*WHAT TO WORK ON:* Repeat every record below exactly, but leave out any pictures.

*DATASET RECORDS:*
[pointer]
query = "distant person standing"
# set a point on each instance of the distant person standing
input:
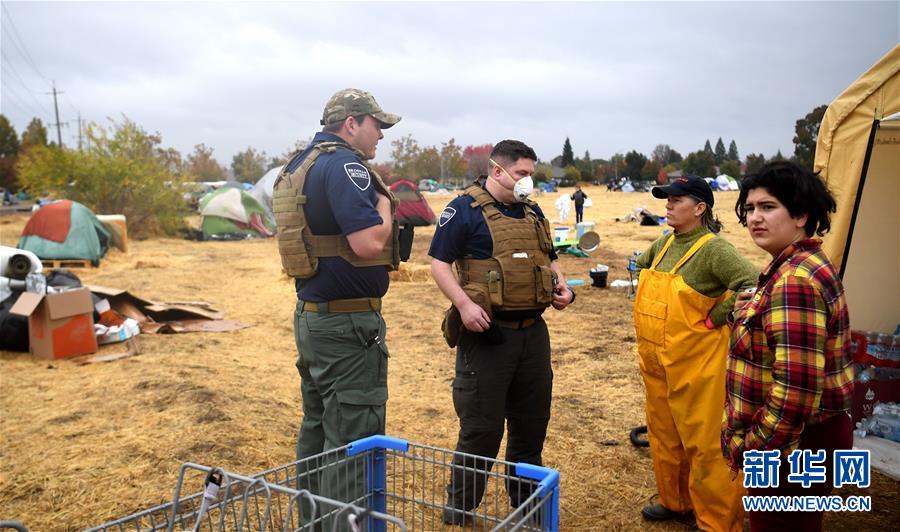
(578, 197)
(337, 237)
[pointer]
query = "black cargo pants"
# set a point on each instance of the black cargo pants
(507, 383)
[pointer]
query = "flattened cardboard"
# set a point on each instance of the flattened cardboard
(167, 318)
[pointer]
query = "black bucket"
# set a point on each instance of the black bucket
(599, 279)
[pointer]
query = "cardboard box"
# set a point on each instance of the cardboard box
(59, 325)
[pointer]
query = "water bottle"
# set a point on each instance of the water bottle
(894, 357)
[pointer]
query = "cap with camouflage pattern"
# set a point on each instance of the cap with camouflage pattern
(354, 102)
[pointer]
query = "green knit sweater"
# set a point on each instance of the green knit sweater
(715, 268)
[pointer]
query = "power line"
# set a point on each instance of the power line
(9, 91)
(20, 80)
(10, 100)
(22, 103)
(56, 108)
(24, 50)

*CORRECT ANSWER:*
[pointer]
query = "distant person standing"
# set a point on each instance of the distant person standing
input:
(578, 197)
(337, 237)
[pointer]
query = "black cargo pants"
# set a point on each instance of the black cargo pants
(507, 383)
[pointer]
query = "flattened cardboard"
# set a point on each instance of the flattened cardboard
(167, 318)
[pointer]
query = "black bucket"
# set a point on each instance of the black bucket
(599, 279)
[pointer]
query = "cardboard box"
# set a point on each instance of the cardboard box
(59, 325)
[pointer]
query = "water bottle"
# set a point on each instance of the water bottle
(894, 357)
[pointer]
query = "cap with camouflage pattern"
# set a point on each instance of the cap with camouflage pattern
(354, 102)
[pointer]
query = "green knit sweater"
# set a point on each instance of the green knit sweater
(715, 268)
[pointer]
query = "power line"
# set a point on each instance of the power line
(9, 91)
(20, 80)
(10, 100)
(22, 103)
(56, 108)
(24, 50)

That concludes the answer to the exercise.